START THE RECORDS

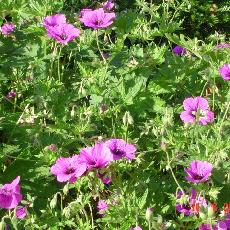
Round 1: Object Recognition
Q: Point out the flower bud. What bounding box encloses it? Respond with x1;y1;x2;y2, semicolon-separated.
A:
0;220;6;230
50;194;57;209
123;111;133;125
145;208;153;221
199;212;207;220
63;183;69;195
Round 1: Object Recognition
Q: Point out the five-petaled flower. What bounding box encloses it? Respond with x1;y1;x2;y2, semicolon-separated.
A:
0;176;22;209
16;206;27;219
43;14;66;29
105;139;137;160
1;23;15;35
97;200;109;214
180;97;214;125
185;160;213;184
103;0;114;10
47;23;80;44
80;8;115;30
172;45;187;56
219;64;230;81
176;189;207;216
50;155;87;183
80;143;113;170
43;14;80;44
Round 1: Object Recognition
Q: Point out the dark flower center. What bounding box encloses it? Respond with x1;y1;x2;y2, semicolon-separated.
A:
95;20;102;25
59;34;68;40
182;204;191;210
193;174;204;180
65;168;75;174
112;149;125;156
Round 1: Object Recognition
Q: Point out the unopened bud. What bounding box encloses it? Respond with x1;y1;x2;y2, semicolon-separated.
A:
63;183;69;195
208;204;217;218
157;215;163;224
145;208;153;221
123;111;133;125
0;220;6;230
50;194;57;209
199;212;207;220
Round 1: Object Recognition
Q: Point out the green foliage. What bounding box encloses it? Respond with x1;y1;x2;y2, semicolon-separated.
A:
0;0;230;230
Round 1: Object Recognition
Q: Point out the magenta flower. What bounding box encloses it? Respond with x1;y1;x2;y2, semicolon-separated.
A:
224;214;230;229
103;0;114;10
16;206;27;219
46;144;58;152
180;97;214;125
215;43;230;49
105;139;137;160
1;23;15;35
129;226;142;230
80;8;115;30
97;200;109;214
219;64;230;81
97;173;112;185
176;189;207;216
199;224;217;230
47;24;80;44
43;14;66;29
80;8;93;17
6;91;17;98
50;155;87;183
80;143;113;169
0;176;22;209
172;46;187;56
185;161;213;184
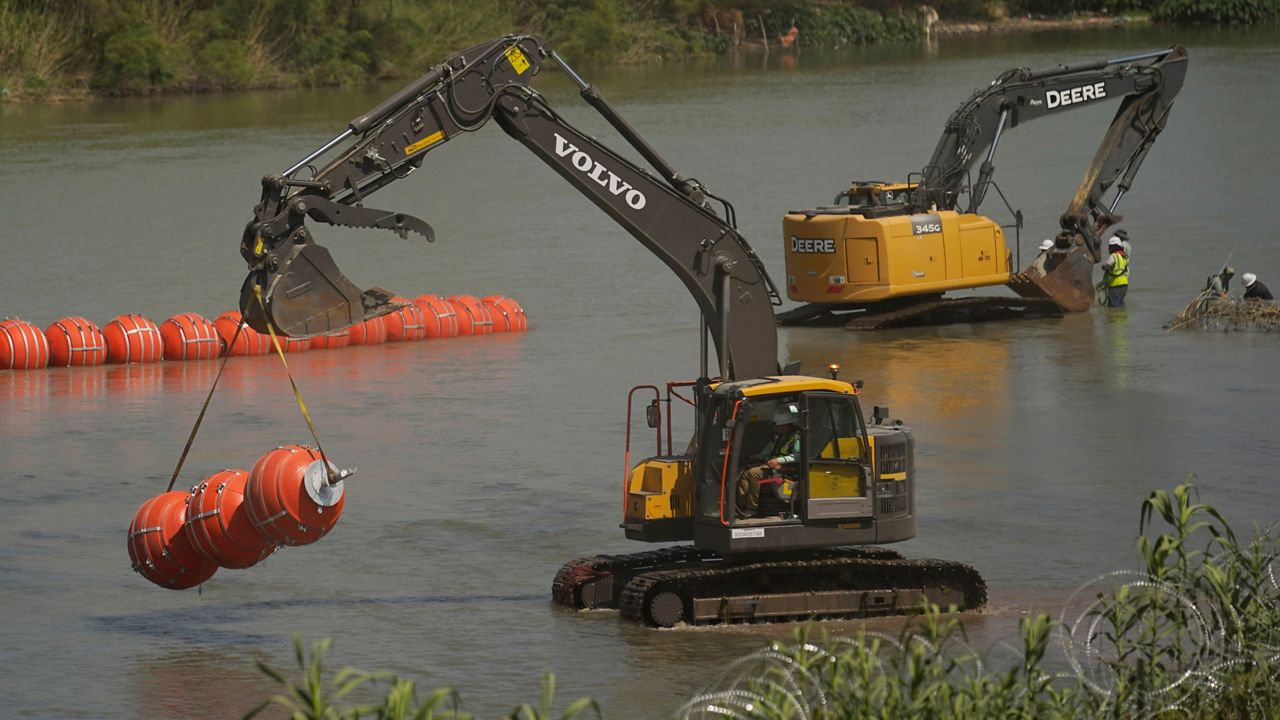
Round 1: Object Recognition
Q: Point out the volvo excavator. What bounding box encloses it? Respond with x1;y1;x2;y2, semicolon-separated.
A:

END THE RECORDS

▶ _EXERCISE_:
Rewrite all of the lines above, requests included, and add 106 to every bounding-box coordinate in the answers. Leave the pictures out.

▶ _REPLY TO THE TASK_:
Round 1: Object Recognition
Q: Point out the flower bud. What bounding box encloses it? Respond with x1;y1;x2;y2, semicolon-separated.
A:
106;326;112;336
156;300;163;315
229;217;239;231
251;314;259;327
305;318;313;326
169;289;175;301
Round 1: Object Recognition
Q: Point out the five-petaled flower. What bounding box encloses it? Respond with x1;y1;x2;y2, semicolon-separated.
A:
106;282;128;315
122;312;133;325
149;120;172;135
211;245;243;266
107;129;121;141
203;306;215;320
286;203;320;231
291;266;319;290
209;106;220;116
153;129;186;150
186;114;221;136
278;151;293;162
325;170;336;187
282;295;313;322
156;261;193;289
186;249;219;276
149;120;186;150
Round 1: Object Recognition
Q: Point out the dark flower center. What bounding box encloses it? Respond with x1;y1;x2;y2, semicolon-separated.
A:
201;126;208;131
165;140;174;146
288;310;297;316
299;280;310;286
171;274;181;280
218;255;231;262
Round 1: Object Recognition
Q: Point out the unopened bud. What bounding box encloses it? Respond with x1;y1;x2;y2, semicolon-separated.
A:
169;289;175;301
314;310;323;324
263;321;269;330
251;314;259;327
229;217;239;231
106;326;112;336
156;300;163;315
305;318;313;326
Round 1: Object Recognition
Q: Point out the green foliage. What bounding box encloses it? Respond with x1;y1;x2;y2, semicolon-separated.
A:
106;106;336;336
Round 1: Object Recognition
Q: Point out the magenta flower. What bounding box encloses it? Respond with x1;y1;x2;y2, semicolon-separated.
A:
330;320;336;335
209;106;220;116
122;312;133;325
152;250;164;258
286;203;320;231
321;149;336;155
211;245;243;266
107;129;121;141
235;332;248;336
186;114;221;136
203;306;215;320
325;170;336;187
203;279;218;291
282;295;313;322
305;330;323;336
153;130;186;150
149;120;172;135
186;114;199;123
112;197;123;204
156;261;193;289
186;249;219;275
106;282;128;315
278;152;293;162
291;267;319;290
Round 1: Object Recognition
Q: Point out the volvo excavator. What bounding box encloses it? Respond with x1;y1;x2;y2, semicolon-separated.
A:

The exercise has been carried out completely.